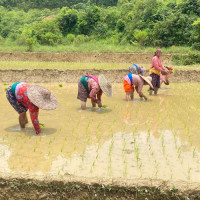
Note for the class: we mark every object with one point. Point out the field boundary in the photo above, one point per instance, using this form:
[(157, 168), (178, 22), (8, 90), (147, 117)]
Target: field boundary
[(71, 187), (73, 76), (144, 58)]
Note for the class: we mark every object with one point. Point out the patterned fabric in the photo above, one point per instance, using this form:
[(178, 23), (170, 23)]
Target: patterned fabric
[(127, 86), (14, 103), (156, 66), (137, 82), (155, 81), (83, 94), (84, 81), (94, 92), (22, 98), (136, 69)]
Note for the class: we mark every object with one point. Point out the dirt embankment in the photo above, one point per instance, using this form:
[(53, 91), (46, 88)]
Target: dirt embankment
[(72, 76), (32, 189), (144, 58)]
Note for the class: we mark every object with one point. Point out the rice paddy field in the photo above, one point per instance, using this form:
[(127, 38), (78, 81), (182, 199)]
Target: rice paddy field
[(7, 65), (153, 140)]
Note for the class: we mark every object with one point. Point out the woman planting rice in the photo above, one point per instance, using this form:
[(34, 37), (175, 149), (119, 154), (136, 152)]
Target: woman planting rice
[(136, 69), (132, 82), (92, 87), (24, 97), (164, 77), (155, 71)]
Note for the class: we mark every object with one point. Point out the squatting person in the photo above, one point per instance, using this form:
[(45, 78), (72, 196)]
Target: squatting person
[(136, 69), (24, 97), (92, 87), (132, 82), (155, 71)]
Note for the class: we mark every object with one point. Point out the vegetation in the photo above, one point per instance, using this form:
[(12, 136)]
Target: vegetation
[(137, 23)]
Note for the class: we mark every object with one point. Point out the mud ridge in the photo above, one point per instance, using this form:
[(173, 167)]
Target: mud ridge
[(72, 76), (144, 58), (70, 187)]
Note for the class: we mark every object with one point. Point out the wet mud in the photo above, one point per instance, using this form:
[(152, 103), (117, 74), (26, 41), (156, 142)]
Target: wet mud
[(72, 76), (144, 58), (137, 144)]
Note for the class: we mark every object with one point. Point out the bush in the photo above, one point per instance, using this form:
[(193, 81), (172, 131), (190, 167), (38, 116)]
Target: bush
[(69, 39), (1, 38), (120, 25), (190, 59), (141, 36), (80, 39)]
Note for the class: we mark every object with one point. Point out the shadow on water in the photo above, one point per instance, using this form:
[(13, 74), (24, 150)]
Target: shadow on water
[(96, 110), (138, 100), (29, 131)]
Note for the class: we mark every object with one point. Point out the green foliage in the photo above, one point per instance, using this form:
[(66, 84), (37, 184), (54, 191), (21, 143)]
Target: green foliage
[(120, 25), (132, 22), (141, 36), (191, 58), (67, 20)]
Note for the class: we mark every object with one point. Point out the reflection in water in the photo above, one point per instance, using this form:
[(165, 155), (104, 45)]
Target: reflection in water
[(126, 139), (134, 156)]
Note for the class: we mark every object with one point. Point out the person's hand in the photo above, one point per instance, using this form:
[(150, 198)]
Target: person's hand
[(39, 132), (166, 70), (99, 104)]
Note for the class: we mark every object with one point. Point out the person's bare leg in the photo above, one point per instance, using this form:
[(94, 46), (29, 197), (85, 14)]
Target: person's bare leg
[(156, 91), (93, 104), (83, 105), (132, 94), (22, 117), (26, 119), (127, 96)]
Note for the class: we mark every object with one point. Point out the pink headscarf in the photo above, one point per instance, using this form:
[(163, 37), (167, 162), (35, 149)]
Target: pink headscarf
[(157, 51)]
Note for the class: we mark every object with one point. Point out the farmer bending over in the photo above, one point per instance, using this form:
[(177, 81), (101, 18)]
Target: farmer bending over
[(132, 81), (24, 97), (92, 87), (155, 71)]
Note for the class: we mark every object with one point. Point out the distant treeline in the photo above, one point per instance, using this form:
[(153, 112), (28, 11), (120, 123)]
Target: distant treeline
[(161, 23), (52, 4)]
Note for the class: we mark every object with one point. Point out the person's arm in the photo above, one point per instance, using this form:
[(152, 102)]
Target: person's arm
[(92, 95), (99, 94), (157, 64), (139, 89), (34, 112)]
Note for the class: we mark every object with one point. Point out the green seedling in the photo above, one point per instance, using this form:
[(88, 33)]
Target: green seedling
[(42, 125), (104, 106)]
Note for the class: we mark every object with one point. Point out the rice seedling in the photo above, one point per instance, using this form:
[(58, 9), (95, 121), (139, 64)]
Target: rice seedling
[(42, 125), (189, 173)]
-- -- --
__YOUR GOAL__. Repeat the material exactly, without images.

__ANSWER SECTION__.
Note for the class: we mark every object with one point. Point out the field boundary in the photo above, one point per instance, using this form:
[(157, 168), (178, 22), (8, 90), (147, 117)]
Target: field boundary
[(71, 187), (73, 76), (144, 58)]
Note for the class: we mark every object with one point. Point out the patterned fabric in the photo above, one point per instance, using this form:
[(178, 23), (170, 23)]
Target: patterned fabric
[(127, 86), (14, 103), (156, 66), (137, 82), (155, 81), (83, 94), (84, 81), (94, 92), (22, 98), (136, 69)]
Note for the class: we mark every object with one point. Point out the dirt embankment in the photo above, one point per instance, using this form:
[(53, 91), (46, 88)]
Target: dirt embankment
[(72, 76), (32, 189), (144, 58)]
Note for the class: we mark every object with one point. Point out the rice paddy field in the photo above, one point per instance, using this form:
[(127, 38), (78, 81), (182, 199)]
Target: rice paddy field
[(7, 65), (153, 140)]
Note for the class: we mark every object with one point. Point out the woman planting rice in the photo above, one point per instance, using this form:
[(34, 37), (175, 149), (119, 154), (136, 152)]
Target: woman planting rice
[(136, 69), (132, 82), (92, 87), (24, 97), (164, 77), (155, 71)]
Note for the class: we mark every object with one point. Point out the squatting person in the photo above, one point per instance, using this form:
[(45, 78), (72, 196)]
Target: squatting person
[(136, 69), (24, 97), (92, 87), (132, 82), (155, 71)]
Note for the class: we mark every object with one point. Point out the vegetation in the photo above, one point per instance, using this form:
[(12, 136)]
Target: vegetation
[(137, 23)]
Note for the class: we mark every object with one point. Point out the mud ridge in the photo above, one point per instance, using this form:
[(173, 167)]
Target: mud ridge
[(72, 76), (144, 58), (70, 187)]
Note for the class: we mark every object with one point. Point out the wet mud in the photo above, one point per instance, using this form:
[(152, 103), (117, 74), (26, 41), (156, 142)]
Target: wet mud
[(72, 76), (144, 58), (137, 144)]
Note for the class: we mark every object with one point. Point out the bush in the photo above, one point per instance, using this form:
[(193, 81), (172, 131), (190, 167), (38, 116)]
Target: bush
[(69, 39), (1, 38), (120, 25), (190, 59), (141, 36), (80, 39)]
Note for the class: we mark every object with one point. Point out the shadow on water in the photo above, one point per instance, using this form:
[(13, 74), (24, 150)]
Target: shadow on water
[(96, 110), (138, 100), (29, 131)]
Note for the class: we mark every object with one point. Point out the green foliage in the photo above, one point per instance, using this form:
[(66, 84), (37, 184), (54, 191), (21, 143)]
Target: green foliage
[(120, 25), (132, 22), (141, 36), (191, 58), (67, 20)]
Note for the class: we mark every object with one point. Point out the reflection in water in the photo above, one point per instance, using this form:
[(165, 155), (104, 45)]
Target: reflection in water
[(126, 139), (134, 156)]
Note for the class: we mark every object with one point. Point out the person's hand in the photo above, one point per instance, using this form:
[(150, 198)]
Target: person's hand
[(39, 132), (166, 70), (99, 104)]
Note for the class: we mark every object with one point. Point out the person's bare leg in the photo above, one point per instance, using this form:
[(94, 46), (29, 197), (85, 14)]
Target: person's bare leg
[(156, 91), (93, 104), (83, 105), (132, 94), (22, 117), (26, 119), (127, 96)]
Note for the class: we mark every object with one point. Point out the pink headscarf in the photo above, one point per instance, using this form:
[(163, 37), (167, 162), (35, 149)]
Target: pink headscarf
[(157, 51)]
Note for the class: we mark every object with one point. Point out the farmer bending over in the photo above, one point per instance, using this form:
[(177, 81), (101, 18)]
Target: farmer bending over
[(132, 81), (24, 97), (92, 87), (155, 71)]
Note for the class: we mark every object with one point. Point out the distant treeline in the photo above, one point per instance, using this form:
[(153, 112), (28, 11), (120, 123)]
Target: distant treeline
[(161, 23), (52, 4)]
Note for the class: we mark every object with one point. Point out the person's arm in the photo above, one point per instance, using this form:
[(152, 102)]
Target: person's arm
[(92, 95), (99, 94), (157, 64), (139, 89), (34, 112)]
Note for the class: we mark every object with one point. Point out the green seedling in the photo above, one point per instance, using this form:
[(88, 33)]
Target: green seedling
[(42, 125), (104, 106)]
Note for the class: we mark every object with one point. Point out the rice seedling in the photo above, one point per instance, using this form:
[(58, 9), (95, 121), (139, 64)]
Target: rice seedling
[(42, 125), (189, 173)]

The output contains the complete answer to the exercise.